> [Do this] Starting at the line that contains "plate in this photo." and continuing to the end of the records, output those lines as a numbered list with any blank lines omitted. Include no other lines.

> [Given information]

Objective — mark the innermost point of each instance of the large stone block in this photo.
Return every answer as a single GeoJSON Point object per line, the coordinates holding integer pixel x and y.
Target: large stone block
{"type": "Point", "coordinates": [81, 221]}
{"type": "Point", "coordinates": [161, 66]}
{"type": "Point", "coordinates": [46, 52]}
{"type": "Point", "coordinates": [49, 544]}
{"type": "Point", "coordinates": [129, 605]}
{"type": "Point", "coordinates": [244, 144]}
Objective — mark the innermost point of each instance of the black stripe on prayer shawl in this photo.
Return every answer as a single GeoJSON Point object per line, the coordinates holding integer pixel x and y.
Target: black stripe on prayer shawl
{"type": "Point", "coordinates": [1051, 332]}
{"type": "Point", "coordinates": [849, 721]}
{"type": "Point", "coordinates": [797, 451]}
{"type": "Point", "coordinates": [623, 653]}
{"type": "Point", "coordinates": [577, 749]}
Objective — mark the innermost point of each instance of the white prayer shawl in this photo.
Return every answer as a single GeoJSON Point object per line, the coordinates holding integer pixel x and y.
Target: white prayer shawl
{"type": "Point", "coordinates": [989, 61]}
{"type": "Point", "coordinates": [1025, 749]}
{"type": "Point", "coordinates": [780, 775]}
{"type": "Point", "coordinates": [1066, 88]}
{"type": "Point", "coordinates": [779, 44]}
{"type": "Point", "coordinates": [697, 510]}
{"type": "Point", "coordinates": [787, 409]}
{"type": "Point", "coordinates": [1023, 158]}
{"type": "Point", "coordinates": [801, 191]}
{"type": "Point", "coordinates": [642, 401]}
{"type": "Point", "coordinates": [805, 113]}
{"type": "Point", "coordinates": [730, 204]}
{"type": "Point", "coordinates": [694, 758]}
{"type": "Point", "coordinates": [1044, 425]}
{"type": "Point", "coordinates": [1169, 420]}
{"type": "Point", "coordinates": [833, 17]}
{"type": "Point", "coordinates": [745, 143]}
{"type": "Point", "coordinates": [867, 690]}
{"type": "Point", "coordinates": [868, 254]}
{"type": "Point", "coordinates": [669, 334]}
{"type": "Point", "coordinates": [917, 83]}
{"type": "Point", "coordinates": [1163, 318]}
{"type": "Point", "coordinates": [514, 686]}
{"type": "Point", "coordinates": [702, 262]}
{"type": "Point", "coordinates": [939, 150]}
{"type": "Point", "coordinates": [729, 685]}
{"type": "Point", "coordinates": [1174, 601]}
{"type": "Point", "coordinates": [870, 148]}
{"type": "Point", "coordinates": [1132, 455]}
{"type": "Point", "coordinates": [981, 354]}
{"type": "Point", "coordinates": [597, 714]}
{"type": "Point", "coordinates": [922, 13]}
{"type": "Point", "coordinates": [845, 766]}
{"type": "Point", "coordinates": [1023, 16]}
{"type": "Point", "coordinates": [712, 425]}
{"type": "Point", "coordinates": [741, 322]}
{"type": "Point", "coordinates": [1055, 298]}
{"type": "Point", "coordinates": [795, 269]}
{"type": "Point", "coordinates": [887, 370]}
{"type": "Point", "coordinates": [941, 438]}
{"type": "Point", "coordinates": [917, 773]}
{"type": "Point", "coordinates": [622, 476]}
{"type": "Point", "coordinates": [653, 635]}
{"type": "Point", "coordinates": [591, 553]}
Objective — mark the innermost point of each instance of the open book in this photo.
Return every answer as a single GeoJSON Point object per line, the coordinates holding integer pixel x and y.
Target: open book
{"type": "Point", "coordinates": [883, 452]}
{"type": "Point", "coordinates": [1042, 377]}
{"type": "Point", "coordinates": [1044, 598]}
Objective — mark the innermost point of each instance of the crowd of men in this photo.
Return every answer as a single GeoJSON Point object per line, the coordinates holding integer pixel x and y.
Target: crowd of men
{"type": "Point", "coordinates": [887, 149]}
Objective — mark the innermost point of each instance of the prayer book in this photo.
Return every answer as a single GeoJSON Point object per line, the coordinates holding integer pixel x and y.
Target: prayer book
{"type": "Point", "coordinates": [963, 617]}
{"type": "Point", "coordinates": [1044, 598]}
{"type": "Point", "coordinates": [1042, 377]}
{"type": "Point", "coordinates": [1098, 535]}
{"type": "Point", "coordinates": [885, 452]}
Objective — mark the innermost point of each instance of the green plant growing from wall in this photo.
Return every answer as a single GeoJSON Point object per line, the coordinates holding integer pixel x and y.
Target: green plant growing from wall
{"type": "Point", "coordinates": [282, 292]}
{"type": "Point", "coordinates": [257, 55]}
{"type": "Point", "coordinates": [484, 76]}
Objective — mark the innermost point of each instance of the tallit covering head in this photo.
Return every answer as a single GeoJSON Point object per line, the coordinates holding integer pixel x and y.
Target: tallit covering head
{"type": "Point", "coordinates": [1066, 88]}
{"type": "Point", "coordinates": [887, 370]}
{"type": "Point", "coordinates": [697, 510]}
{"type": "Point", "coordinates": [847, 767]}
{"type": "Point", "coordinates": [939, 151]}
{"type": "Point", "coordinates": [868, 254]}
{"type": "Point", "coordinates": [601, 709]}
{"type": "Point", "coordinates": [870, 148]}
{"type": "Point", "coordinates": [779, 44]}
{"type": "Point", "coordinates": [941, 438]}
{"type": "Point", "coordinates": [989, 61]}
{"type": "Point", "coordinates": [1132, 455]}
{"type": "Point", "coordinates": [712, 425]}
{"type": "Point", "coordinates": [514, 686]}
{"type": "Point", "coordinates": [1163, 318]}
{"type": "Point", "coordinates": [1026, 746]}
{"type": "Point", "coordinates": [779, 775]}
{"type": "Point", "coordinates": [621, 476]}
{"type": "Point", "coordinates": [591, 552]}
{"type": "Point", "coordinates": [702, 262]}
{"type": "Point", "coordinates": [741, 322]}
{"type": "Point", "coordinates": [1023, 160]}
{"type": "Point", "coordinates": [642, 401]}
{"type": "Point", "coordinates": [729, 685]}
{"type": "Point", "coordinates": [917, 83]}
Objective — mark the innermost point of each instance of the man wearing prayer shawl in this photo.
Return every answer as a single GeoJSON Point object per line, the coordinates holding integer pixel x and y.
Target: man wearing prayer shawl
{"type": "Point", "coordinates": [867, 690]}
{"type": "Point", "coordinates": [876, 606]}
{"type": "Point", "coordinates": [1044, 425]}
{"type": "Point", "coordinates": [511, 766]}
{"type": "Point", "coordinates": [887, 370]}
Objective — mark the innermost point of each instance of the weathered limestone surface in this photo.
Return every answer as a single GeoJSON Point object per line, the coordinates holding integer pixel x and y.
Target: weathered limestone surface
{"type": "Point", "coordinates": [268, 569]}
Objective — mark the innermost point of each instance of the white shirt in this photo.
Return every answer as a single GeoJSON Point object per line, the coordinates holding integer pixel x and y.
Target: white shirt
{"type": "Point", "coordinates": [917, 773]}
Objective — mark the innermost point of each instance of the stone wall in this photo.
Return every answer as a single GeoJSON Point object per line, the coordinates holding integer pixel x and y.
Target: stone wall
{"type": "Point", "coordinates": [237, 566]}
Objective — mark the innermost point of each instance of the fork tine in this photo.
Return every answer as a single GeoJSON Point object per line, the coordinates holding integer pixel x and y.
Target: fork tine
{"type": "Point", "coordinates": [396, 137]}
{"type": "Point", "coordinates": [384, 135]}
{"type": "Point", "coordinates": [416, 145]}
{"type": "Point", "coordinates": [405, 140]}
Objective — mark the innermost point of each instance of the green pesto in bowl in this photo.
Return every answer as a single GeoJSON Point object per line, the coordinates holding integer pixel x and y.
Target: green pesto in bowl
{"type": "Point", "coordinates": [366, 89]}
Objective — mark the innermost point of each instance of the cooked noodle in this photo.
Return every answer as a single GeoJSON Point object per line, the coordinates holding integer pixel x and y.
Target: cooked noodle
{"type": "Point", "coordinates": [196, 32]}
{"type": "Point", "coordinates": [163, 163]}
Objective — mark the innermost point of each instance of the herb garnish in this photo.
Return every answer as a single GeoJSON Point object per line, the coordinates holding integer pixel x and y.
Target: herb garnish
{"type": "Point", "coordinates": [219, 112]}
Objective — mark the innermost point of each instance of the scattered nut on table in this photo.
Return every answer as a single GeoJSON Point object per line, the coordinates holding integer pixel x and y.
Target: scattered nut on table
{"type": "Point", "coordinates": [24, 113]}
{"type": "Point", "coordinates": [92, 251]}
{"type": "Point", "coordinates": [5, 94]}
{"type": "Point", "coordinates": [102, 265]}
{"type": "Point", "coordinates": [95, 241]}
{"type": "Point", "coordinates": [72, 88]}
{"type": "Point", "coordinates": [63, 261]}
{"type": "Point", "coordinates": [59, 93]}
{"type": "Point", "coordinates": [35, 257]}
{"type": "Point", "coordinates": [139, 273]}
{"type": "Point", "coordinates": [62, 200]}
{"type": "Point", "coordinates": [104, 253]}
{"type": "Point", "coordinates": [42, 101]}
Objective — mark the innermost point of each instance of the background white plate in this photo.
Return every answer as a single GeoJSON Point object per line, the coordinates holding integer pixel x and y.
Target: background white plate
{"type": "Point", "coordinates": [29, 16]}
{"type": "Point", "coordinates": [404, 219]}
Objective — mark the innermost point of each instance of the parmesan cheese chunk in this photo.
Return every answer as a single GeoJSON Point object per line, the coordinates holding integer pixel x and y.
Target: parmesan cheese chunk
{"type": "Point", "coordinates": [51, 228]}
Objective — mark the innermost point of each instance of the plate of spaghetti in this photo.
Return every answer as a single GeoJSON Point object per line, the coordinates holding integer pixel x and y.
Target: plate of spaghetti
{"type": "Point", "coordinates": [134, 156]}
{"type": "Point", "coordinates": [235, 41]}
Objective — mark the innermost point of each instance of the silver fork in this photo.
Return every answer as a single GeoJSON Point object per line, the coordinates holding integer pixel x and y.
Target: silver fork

> [Response]
1. Objective — mark the innermost point of each instance of the background white plate in this photo.
2. Return every answer as a single GeoJSON Point object per line, the coordinates holding integer pixel x and y.
3. Target: background white plate
4. {"type": "Point", "coordinates": [29, 16]}
5. {"type": "Point", "coordinates": [404, 219]}
6. Objective — mark the innermost point of each instance of the parmesan cheese chunk in this photo.
7. Return every answer as a single GeoJSON Point object per line, the coordinates holding integer pixel x and y.
8. Target: parmesan cheese chunk
9. {"type": "Point", "coordinates": [51, 228]}
10. Objective — mark the innermost point of each instance of the plate of spaghetti in this photo.
11. Return every answer as a single GeoJSON Point object per line, the coordinates holding integer pixel x and y.
12. Target: plate of spaghetti
13. {"type": "Point", "coordinates": [134, 156]}
14. {"type": "Point", "coordinates": [235, 41]}
15. Objective — mark the innermost point of each instance of the silver fork in this photo.
16. Return every answer as a single GeoJSON Point object per line, the coordinates holding integer pixel x and y.
17. Target: silver fork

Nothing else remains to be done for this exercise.